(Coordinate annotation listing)
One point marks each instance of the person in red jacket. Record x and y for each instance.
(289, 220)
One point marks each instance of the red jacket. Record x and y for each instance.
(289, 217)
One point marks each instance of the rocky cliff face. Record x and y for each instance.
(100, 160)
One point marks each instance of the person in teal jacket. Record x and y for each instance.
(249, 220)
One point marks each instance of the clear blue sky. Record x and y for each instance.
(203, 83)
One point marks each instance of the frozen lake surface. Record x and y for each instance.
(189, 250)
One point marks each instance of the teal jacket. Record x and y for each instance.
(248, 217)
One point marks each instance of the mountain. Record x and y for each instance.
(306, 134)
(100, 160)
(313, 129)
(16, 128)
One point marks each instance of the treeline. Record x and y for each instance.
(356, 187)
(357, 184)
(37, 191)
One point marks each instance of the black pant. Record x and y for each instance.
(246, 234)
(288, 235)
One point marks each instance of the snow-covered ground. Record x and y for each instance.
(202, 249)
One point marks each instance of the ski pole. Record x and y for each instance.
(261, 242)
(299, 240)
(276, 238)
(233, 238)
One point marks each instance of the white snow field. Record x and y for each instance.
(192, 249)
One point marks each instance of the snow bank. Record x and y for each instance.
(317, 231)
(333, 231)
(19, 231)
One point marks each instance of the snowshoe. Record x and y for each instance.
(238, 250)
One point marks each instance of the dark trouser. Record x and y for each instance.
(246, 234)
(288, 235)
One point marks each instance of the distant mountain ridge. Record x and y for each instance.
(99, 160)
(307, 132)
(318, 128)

WHAT TO DO
Render every line of the listing above as a numbered list, omitting any blank lines.

RESPONSE
1. One point marks each instance of the person in red jacket. Record x and y for each instance.
2. (289, 220)
3. One point marks each instance of the red jacket. Record x and y for each instance.
4. (289, 217)
5. One point marks each instance of the rocky cliff face. Record x and y for each instance.
6. (100, 160)
7. One point marks each instance of the person in teal jacket. Record x and y for each instance.
8. (249, 220)
9. One point marks each instance of the clear blue sky. Record x and y for each instance.
10. (203, 83)
11. One point marks each instance of the frozen lake surface. Record x and y for each instance.
12. (189, 250)
13. One point marks each instance of the teal jacket. Record x and y for each instance.
14. (248, 217)
15. One point marks each instance of the mountain. Record x and y for each instance.
16. (306, 134)
17. (100, 160)
18. (313, 129)
19. (16, 128)
20. One point marks each instance of the treeline. Record x and y for each instance.
21. (356, 187)
22. (357, 184)
23. (37, 191)
24. One point marks each instance of the black pant. Record x and y for each instance.
25. (246, 234)
26. (288, 235)
27. One point marks each instance of the snow-covered ground. Record x and y for each instance.
28. (202, 249)
29. One point marks each instance of the ski pole. Record x and y for each instance.
30. (261, 242)
31. (299, 240)
32. (276, 238)
33. (233, 238)
34. One point marks each instance of the white snow field. Record x and y for each instance.
35. (192, 249)
36. One point marks each instance of the snow bank. Record x and y for each instance.
37. (317, 231)
38. (333, 231)
39. (19, 231)
40. One point marks each instance of the snowshoe. Record x and y for each instance.
41. (238, 250)
42. One point marks each instance of the dark trouser. Record x and y for each instance.
43. (246, 234)
44. (288, 235)
45. One point marks each instance of the distant mountain ridge. Record x and y for each instance.
46. (99, 160)
47. (307, 132)
48. (318, 128)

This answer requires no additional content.